- _SOURCE TEXT_
════════════════════
Balancing teaching, research and service
8:40 - 9:00
Lead: Tim Finin
Presentation and discussion of how to balance teaching and service
with research. Topics will include: achieving synergy between
teaching and research, teaching subjects in your research area
vs. service courses, using advanced seminars, attracting new research
students, keeping an eye on tenure and promotion issues, etc.
workload, negotiating with your chair, release time from teaching,
credit for developing new courses and curricula, seminars vs. core
courses vs. special courses, working toward common goals, how a
University views teaching, teaching evaluations, teaching awards,
teaching and tenure, etc.
Mentoring students and managing RAs and TAs
9:00 - 9:45
Lead: Charles Nicholas
Presentation and discussion of issues in mentoring students and managing graduate
assistants. Topics will include: advising PHD students, Advising MS students,
working with advanced undergraduate students, special needs of part-time graduate
students, mentoring in general, attracting graduate students, how many students
should you advise, how to be a bad advisor, special issues (marriage, kids, start-ups,
...), etc. Training your TAs, undergraduate vs. graduate TAs, graders, TAs who
don't work, TAs who work too much, running a big course with an army of TAs, training
TAs, managing RAs, etc.
Internships, coops and summer jobs
9:45 - 10:30
Lead: Andrew Hume, ATT
Your students can learn a lot by working via a coop program, a summer internship
or the right summer jobs. This presentation will cover such topics as how to
help your students find opportunities and how to make sure its a good edcuational
ecxperience as well as good for the employer.
════════════════════
- _MATERIAL SHOWN_
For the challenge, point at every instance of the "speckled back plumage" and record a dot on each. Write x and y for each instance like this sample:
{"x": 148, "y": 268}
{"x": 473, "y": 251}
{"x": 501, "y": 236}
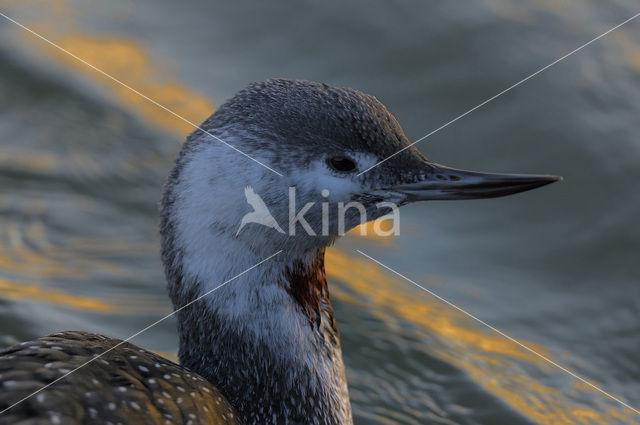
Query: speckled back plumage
{"x": 128, "y": 385}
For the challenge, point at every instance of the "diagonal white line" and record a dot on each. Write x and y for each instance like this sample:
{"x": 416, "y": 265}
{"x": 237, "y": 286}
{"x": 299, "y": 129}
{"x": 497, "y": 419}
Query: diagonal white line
{"x": 543, "y": 357}
{"x": 503, "y": 92}
{"x": 139, "y": 332}
{"x": 109, "y": 76}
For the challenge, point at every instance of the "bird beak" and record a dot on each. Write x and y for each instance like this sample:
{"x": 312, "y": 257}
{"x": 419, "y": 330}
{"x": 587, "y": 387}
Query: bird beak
{"x": 449, "y": 183}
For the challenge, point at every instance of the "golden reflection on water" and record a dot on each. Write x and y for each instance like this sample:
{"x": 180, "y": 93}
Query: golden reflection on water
{"x": 30, "y": 292}
{"x": 489, "y": 359}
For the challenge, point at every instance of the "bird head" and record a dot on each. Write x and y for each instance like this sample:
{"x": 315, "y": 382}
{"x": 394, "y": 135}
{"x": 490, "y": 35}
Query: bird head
{"x": 298, "y": 143}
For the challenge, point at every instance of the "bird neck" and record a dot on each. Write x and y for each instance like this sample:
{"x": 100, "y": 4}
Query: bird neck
{"x": 267, "y": 339}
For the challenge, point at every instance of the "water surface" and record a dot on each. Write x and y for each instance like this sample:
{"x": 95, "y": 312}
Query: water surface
{"x": 82, "y": 162}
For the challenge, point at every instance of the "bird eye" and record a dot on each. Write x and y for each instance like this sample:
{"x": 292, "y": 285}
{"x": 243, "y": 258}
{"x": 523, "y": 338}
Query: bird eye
{"x": 342, "y": 163}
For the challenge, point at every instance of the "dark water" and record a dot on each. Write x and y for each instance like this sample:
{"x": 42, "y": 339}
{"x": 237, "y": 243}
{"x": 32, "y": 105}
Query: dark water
{"x": 82, "y": 162}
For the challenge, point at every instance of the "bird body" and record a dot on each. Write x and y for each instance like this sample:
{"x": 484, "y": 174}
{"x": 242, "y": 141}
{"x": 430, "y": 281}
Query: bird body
{"x": 258, "y": 345}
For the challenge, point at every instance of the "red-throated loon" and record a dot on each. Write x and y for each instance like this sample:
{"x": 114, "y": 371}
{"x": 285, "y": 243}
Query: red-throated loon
{"x": 263, "y": 349}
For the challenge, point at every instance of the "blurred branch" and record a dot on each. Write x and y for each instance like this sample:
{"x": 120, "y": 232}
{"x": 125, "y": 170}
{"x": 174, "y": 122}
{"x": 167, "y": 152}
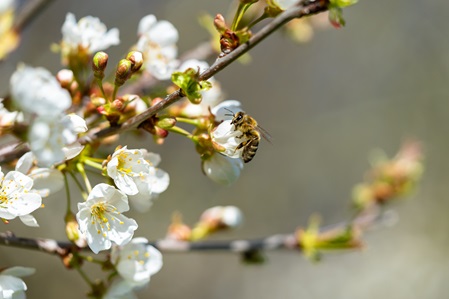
════════════════════
In the workshop schedule, who leads the session on mentoring students and managing RAs and TAs? These items come from a separate source, not from the workshop schedule.

Charles Nicholas